SHORT EXERCISE: Could you rewrite the material below with "pink frosting" changed to "white frosting", leaving everything else as it is and omitting the pictures?
[Begin SOURCE RECORDS]
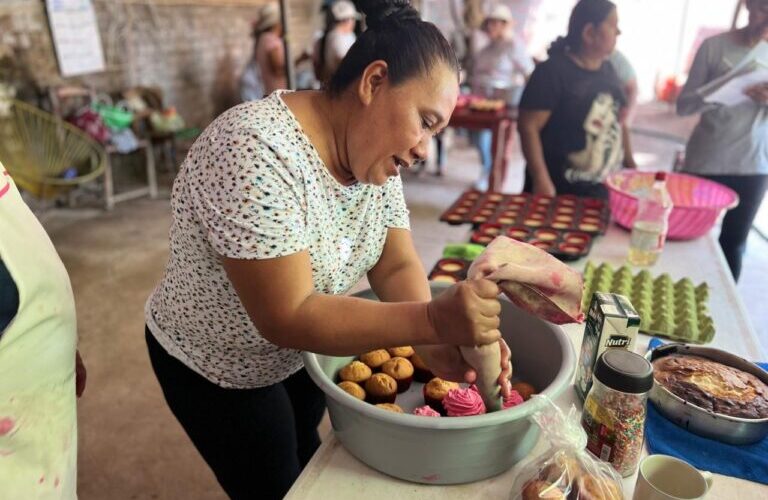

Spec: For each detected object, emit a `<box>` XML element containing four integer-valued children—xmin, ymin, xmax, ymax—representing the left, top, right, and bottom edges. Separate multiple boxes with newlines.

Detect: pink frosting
<box><xmin>443</xmin><ymin>387</ymin><xmax>485</xmax><ymax>417</ymax></box>
<box><xmin>413</xmin><ymin>405</ymin><xmax>440</xmax><ymax>417</ymax></box>
<box><xmin>501</xmin><ymin>389</ymin><xmax>523</xmax><ymax>410</ymax></box>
[End SOURCE RECORDS]
IN RESPONSE:
Spec: For each detected object, emit a `<box>` XML element containing four integer-valued children—xmin, ymin, xmax, ymax—representing the left, top, right, and bottom edges. Separate multiple boxes with newlines.

Detect: white frosting
<box><xmin>443</xmin><ymin>387</ymin><xmax>485</xmax><ymax>417</ymax></box>
<box><xmin>413</xmin><ymin>405</ymin><xmax>440</xmax><ymax>417</ymax></box>
<box><xmin>501</xmin><ymin>389</ymin><xmax>523</xmax><ymax>410</ymax></box>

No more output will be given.